THE TASKS >>
a) In the tensornvme bug report, what setting does the last command of the image build lack?
b) From the tensornvme bug report, copy out the part that opens with the words containing "Using pip 21.2.4" and closes with "becomes the default.".
c) Continue the tensornvme bug report from where it stops.

ColossalAI
ColossalAI copied to clipboard
[BUG]: tensornvme installation is incomplete in official docker images
🐛 Describe the bug
Description
The official docker images run the TensorNVME install commands, however at runtime, executing cd TensorNVMe && tensornvme check (or running the training demos depending on tensornvme) produces ImportError: libaio.so.1: cannot open shared object file: No such file or directory.
A few key observations from container runtime:
- LD_LIBRARY_PATH is not correctly updated in the image build. At runtime it is
LD_LIBRARY_PATH =/usr/local/nvidia/lib:/usr/local/nvidia/lib64. - Running
find / -type d -iname ".tensornvme" -lsdoes not locate the install directory.tensornvme. - The last command of the image build does not include WITH_ROOT=1, so the install directory is ~/.tensornvme versus /usr, and
~or$HOMEevaluates to/in the container runtime. - Attempting to install it at container runtime confirms the attempted install location is
/.tensornvme:
$ cd TensorNVMe
$ pip install -v --no-cache-dir .
Using pip 21.2.4 from /opt/conda/lib/python3.9/site-packages/pip (python 3.9)
Processing /workspace/TensorNVMe
DEPRECATION: A future pip version will change local packages to be built in-place without first copying to a temporary directory. We recommend you use --use-feature=in-tree-build to test your packages with this new behavior before it becomes the default.
pip 21.3 will remove support for this functionality. You can find discussion regarding this at https://github.com/pypa/pip/issues/7555.

DATA LINES >>
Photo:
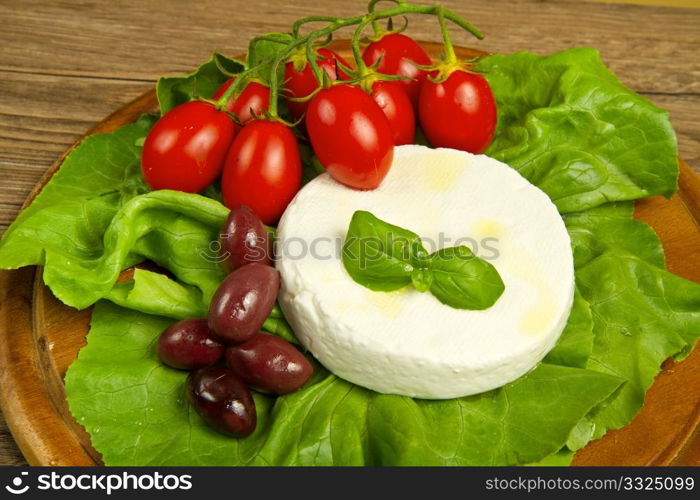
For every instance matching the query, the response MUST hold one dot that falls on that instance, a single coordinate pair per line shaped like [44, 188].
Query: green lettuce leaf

ANSWERS TO THE EXERCISES >>
a) WITH_ROOT=1

b)
Using pip 21.2.4 from /opt/conda/lib/python3.9/site-packages/pip (python 3.9)
Processing /workspace/TensorNVMe
DEPRECATION: A future pip version will change local packages to be built in-place without first copying to a temporary directory. We recommend you use --use-feature=in-tree-build to test your packages with this new behavior before it becomes the default.

c)
Running command python setup.py egg_info
running egg_info
creating /tmp/pip-pip-egg-info-ag4spu7n/tensornvme.egg-info
writing /tmp/pip-pip-egg-info-ag4spu7n/tensornvme.egg-info/PKG-INFO
writing dependency_links to /tmp/pip-pip-egg-info-ag4spu7n/tensornvme.egg-info/dependency_links.txt
writing entry points to /tmp/pip-pip-egg-info-ag4spu7n/tensornvme.egg-info/entry_points.txt
writing requirements to /tmp/pip-pip-egg-info-ag4spu7n/tensornvme.egg-info/requires.txt
writing top-level names to /tmp/pip-pip-egg-info-ag4spu7n/tensornvme.egg-info/top_level.txt
writing manifest file '/tmp/pip-pip-egg-info-ag4spu7n/tensornvme.egg-info/SOURCES.txt'
reading manifest file '/tmp/pip-pip-egg-info-ag4spu7n/tensornvme.egg-info/SOURCES.txt'
reading manifest template 'MANIFEST.in'
writing manifest file '/tmp/pip-pip-egg-info-ag4spu7n/tensornvme.egg-info/SOURCES.txt'
Requirement already satisfied: packaging in /opt/conda/lib/python3.9/site-packages (from tensornvme==0.1.0) (23.0)
Requirement already satisfied: click in /opt/conda/lib/python3.9/site-packages (from tensornvme==0.1.0) (8.1.3)
Requirement already satisfied: torch in /opt/conda/lib/python3.9/site-packages (from tensornvme==0.1.0) (1.12.1)
Requirement already satisfied: typing_extensions in /opt/conda/lib/python3.9/site-packages (from torch->tensornvme==0.1.0) (4.4.0)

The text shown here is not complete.